Exercise directions - Drop the pictures from the entries below, then reproduce the rest exactly.

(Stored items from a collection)
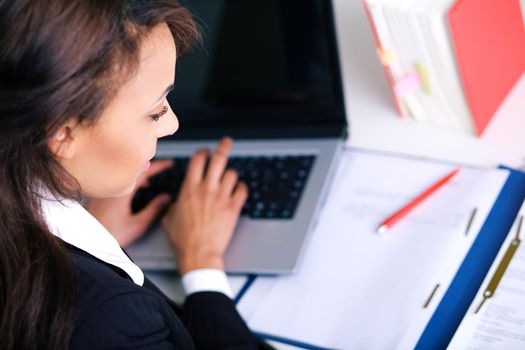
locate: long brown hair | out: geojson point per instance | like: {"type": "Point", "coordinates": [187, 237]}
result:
{"type": "Point", "coordinates": [59, 59]}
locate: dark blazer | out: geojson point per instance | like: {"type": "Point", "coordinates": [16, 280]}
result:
{"type": "Point", "coordinates": [115, 313]}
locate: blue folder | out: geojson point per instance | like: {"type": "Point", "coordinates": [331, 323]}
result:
{"type": "Point", "coordinates": [467, 281]}
{"type": "Point", "coordinates": [465, 285]}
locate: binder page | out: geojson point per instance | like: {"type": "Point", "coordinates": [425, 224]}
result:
{"type": "Point", "coordinates": [500, 321]}
{"type": "Point", "coordinates": [356, 289]}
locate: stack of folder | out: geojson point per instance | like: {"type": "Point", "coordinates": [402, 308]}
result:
{"type": "Point", "coordinates": [449, 62]}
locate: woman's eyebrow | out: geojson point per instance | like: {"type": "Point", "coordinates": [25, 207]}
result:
{"type": "Point", "coordinates": [166, 91]}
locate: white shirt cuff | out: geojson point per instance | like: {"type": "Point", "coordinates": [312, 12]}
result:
{"type": "Point", "coordinates": [206, 280]}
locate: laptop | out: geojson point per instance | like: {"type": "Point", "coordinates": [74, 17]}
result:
{"type": "Point", "coordinates": [268, 75]}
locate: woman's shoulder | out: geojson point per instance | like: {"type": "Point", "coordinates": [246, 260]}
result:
{"type": "Point", "coordinates": [113, 311]}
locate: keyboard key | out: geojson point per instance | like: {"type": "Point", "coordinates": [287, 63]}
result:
{"type": "Point", "coordinates": [275, 184]}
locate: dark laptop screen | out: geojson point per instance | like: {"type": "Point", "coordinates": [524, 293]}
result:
{"type": "Point", "coordinates": [262, 62]}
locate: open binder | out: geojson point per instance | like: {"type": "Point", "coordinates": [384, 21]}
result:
{"type": "Point", "coordinates": [447, 317]}
{"type": "Point", "coordinates": [466, 282]}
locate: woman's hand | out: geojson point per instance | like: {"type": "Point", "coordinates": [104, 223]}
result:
{"type": "Point", "coordinates": [115, 213]}
{"type": "Point", "coordinates": [200, 224]}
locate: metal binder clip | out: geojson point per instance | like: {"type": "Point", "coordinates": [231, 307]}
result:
{"type": "Point", "coordinates": [502, 267]}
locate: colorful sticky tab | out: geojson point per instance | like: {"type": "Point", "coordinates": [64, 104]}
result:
{"type": "Point", "coordinates": [386, 57]}
{"type": "Point", "coordinates": [406, 85]}
{"type": "Point", "coordinates": [421, 68]}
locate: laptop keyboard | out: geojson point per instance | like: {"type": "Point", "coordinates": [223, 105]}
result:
{"type": "Point", "coordinates": [275, 184]}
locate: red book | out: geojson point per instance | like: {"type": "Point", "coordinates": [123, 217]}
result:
{"type": "Point", "coordinates": [487, 39]}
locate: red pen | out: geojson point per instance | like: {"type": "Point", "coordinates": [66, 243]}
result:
{"type": "Point", "coordinates": [388, 223]}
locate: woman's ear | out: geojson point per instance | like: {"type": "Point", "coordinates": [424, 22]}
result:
{"type": "Point", "coordinates": [63, 143]}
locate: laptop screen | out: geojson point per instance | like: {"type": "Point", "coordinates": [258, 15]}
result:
{"type": "Point", "coordinates": [261, 62]}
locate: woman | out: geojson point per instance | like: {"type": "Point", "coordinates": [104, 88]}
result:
{"type": "Point", "coordinates": [83, 87]}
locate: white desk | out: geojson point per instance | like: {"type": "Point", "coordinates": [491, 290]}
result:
{"type": "Point", "coordinates": [375, 125]}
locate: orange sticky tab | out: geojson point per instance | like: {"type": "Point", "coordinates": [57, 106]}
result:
{"type": "Point", "coordinates": [385, 56]}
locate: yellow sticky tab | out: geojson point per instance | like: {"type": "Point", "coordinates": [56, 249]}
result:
{"type": "Point", "coordinates": [385, 56]}
{"type": "Point", "coordinates": [421, 69]}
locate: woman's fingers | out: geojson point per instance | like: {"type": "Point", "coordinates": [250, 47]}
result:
{"type": "Point", "coordinates": [229, 180]}
{"type": "Point", "coordinates": [218, 163]}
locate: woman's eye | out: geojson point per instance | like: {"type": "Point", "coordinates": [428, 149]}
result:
{"type": "Point", "coordinates": [155, 117]}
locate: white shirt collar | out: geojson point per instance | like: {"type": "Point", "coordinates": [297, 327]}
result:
{"type": "Point", "coordinates": [69, 221]}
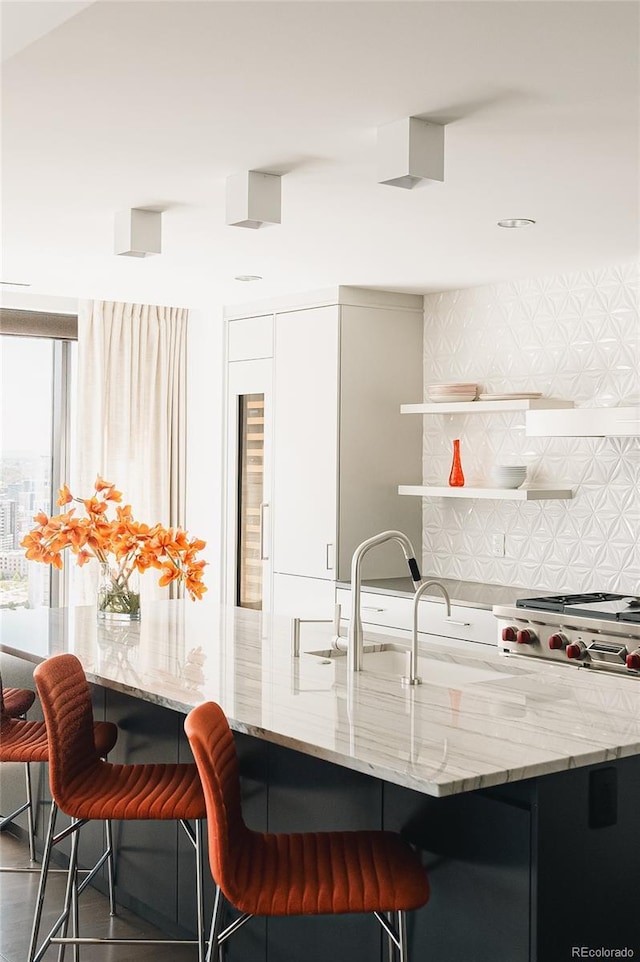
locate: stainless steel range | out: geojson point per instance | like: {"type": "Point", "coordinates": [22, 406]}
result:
{"type": "Point", "coordinates": [598, 631]}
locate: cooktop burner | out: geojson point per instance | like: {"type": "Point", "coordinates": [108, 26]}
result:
{"type": "Point", "coordinates": [592, 605]}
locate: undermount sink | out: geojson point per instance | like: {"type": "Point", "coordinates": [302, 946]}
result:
{"type": "Point", "coordinates": [390, 659]}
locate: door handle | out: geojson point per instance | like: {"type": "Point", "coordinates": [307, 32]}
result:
{"type": "Point", "coordinates": [329, 557]}
{"type": "Point", "coordinates": [264, 556]}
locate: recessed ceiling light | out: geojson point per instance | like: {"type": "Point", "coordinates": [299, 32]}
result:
{"type": "Point", "coordinates": [516, 222]}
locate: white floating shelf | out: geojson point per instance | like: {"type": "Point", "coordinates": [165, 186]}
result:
{"type": "Point", "coordinates": [486, 407]}
{"type": "Point", "coordinates": [585, 422]}
{"type": "Point", "coordinates": [496, 494]}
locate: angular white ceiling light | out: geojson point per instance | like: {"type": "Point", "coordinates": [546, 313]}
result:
{"type": "Point", "coordinates": [138, 232]}
{"type": "Point", "coordinates": [253, 199]}
{"type": "Point", "coordinates": [409, 151]}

Problem solution -
locate: long brown hair | out: geojson point per instance | like: {"type": "Point", "coordinates": [187, 237]}
result:
{"type": "Point", "coordinates": [59, 59]}
locate: dark blazer | out: geojson point per instance | like: {"type": "Point", "coordinates": [16, 280]}
result:
{"type": "Point", "coordinates": [115, 313]}
locate: blue folder | out: geojson point per instance | like: {"type": "Point", "coordinates": [331, 323]}
result:
{"type": "Point", "coordinates": [467, 281]}
{"type": "Point", "coordinates": [465, 285]}
locate: binder page | out: geojson point per instance | like: {"type": "Point", "coordinates": [425, 224]}
result:
{"type": "Point", "coordinates": [500, 321]}
{"type": "Point", "coordinates": [356, 289]}
locate: stack of folder | out: geojson point per instance | like: {"type": "Point", "coordinates": [402, 308]}
result:
{"type": "Point", "coordinates": [449, 62]}
locate: woman's eyebrow | out: geojson point per instance | like: {"type": "Point", "coordinates": [25, 207]}
result:
{"type": "Point", "coordinates": [166, 91]}
locate: white shirt cuff | out: geojson point per instance | like: {"type": "Point", "coordinates": [312, 12]}
result:
{"type": "Point", "coordinates": [206, 280]}
locate: laptop | out: geojson point per instance | like: {"type": "Point", "coordinates": [74, 17]}
result:
{"type": "Point", "coordinates": [268, 75]}
locate: woman's shoulder | out: geojson point per instance | like: {"type": "Point", "coordinates": [246, 260]}
result:
{"type": "Point", "coordinates": [113, 311]}
locate: keyboard key | out: geojson point per instance | like: {"type": "Point", "coordinates": [287, 63]}
result:
{"type": "Point", "coordinates": [275, 184]}
locate: dark laptop screen | out: geojson point per instance | like: {"type": "Point", "coordinates": [524, 293]}
result:
{"type": "Point", "coordinates": [262, 62]}
locate: open binder | out: geojson point per instance | like: {"type": "Point", "coordinates": [384, 21]}
result:
{"type": "Point", "coordinates": [447, 317]}
{"type": "Point", "coordinates": [466, 282]}
locate: woman's hand | out: geojson point per instance | like: {"type": "Point", "coordinates": [104, 223]}
result:
{"type": "Point", "coordinates": [115, 213]}
{"type": "Point", "coordinates": [200, 224]}
locate: metal binder clip | out: geojson point per instance | like: {"type": "Point", "coordinates": [231, 307]}
result:
{"type": "Point", "coordinates": [502, 267]}
locate: colorful sticky tab | out: geojson point per instance | like: {"type": "Point", "coordinates": [64, 104]}
result:
{"type": "Point", "coordinates": [386, 57]}
{"type": "Point", "coordinates": [406, 85]}
{"type": "Point", "coordinates": [421, 68]}
locate: laptop keyboard | out: geojson point per instance | like: {"type": "Point", "coordinates": [223, 105]}
result:
{"type": "Point", "coordinates": [275, 184]}
locate: red book | out: geojson point per instance | like: {"type": "Point", "coordinates": [123, 217]}
result:
{"type": "Point", "coordinates": [487, 39]}
locate: red pen | out: geojson point per instance | like: {"type": "Point", "coordinates": [66, 243]}
result:
{"type": "Point", "coordinates": [388, 223]}
locate: woman's ear | out: geojson point per instance | like: {"type": "Point", "coordinates": [424, 22]}
result:
{"type": "Point", "coordinates": [63, 143]}
locate: laptop screen | out: geojson point per instance | like: {"type": "Point", "coordinates": [258, 15]}
result:
{"type": "Point", "coordinates": [261, 62]}
locate: woman | out: geojson point per instance | like: {"type": "Point", "coordinates": [104, 88]}
result:
{"type": "Point", "coordinates": [83, 87]}
locate: white desk | out: geojson point per instance | like: {"type": "Point", "coordinates": [491, 290]}
result:
{"type": "Point", "coordinates": [375, 125]}
locate: orange sticky tab | out: geojson point per instance | like: {"type": "Point", "coordinates": [57, 106]}
result:
{"type": "Point", "coordinates": [385, 56]}
locate: yellow sticky tab | out: geojson point per instance | like: {"type": "Point", "coordinates": [56, 249]}
result:
{"type": "Point", "coordinates": [385, 56]}
{"type": "Point", "coordinates": [421, 69]}
locate: woman's fingers | out: geojson point per instance | like: {"type": "Point", "coordinates": [250, 47]}
result:
{"type": "Point", "coordinates": [229, 180]}
{"type": "Point", "coordinates": [218, 163]}
locate: woman's eye | out: geojson point per instance | like: {"type": "Point", "coordinates": [428, 149]}
result:
{"type": "Point", "coordinates": [155, 117]}
locate: white shirt collar | out: geojson point per instance | like: {"type": "Point", "coordinates": [297, 327]}
result:
{"type": "Point", "coordinates": [69, 221]}
locate: stainless steel range | out: geojson point per instance | like: {"type": "Point", "coordinates": [22, 406]}
result:
{"type": "Point", "coordinates": [598, 631]}
locate: cooktop burner | out: geojson point per instance | like: {"type": "Point", "coordinates": [108, 26]}
result:
{"type": "Point", "coordinates": [592, 605]}
locate: undermount sink | out: geojson point per instance | like: {"type": "Point", "coordinates": [302, 946]}
result:
{"type": "Point", "coordinates": [390, 659]}
locate: door handle | out: geojson point per instance | like: {"type": "Point", "coordinates": [307, 32]}
result:
{"type": "Point", "coordinates": [329, 557]}
{"type": "Point", "coordinates": [264, 556]}
locate: recessed ceiling light | out: geojson point per instance | like: {"type": "Point", "coordinates": [299, 32]}
result:
{"type": "Point", "coordinates": [516, 222]}
locate: white floating shelf | out: geojson point per instance | like: {"type": "Point", "coordinates": [165, 186]}
result:
{"type": "Point", "coordinates": [486, 407]}
{"type": "Point", "coordinates": [585, 422]}
{"type": "Point", "coordinates": [496, 494]}
locate: angular white ceiling light | out: geojson point per instance | like: {"type": "Point", "coordinates": [546, 313]}
result:
{"type": "Point", "coordinates": [138, 232]}
{"type": "Point", "coordinates": [253, 199]}
{"type": "Point", "coordinates": [409, 151]}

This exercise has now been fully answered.